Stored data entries
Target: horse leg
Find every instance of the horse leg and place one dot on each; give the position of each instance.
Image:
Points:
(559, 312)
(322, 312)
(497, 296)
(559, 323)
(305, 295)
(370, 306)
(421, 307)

#### Work task:
Search the data for "horse" and list every line in which it occurs.

#### Exercise output:
Target: horse leg
Find every instance of the horse leg and place one dot on each; give the position of each instance.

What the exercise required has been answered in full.